- _Assigned task_
Write out every record again, exactly.

- _Provided data_
((

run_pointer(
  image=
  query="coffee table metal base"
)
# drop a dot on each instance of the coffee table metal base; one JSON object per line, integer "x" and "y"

))

- _Response to this exercise_
run_pointer(
  image=
  query="coffee table metal base"
)
# drop a dot on each instance of the coffee table metal base; one JSON object per line, integer "x" and "y"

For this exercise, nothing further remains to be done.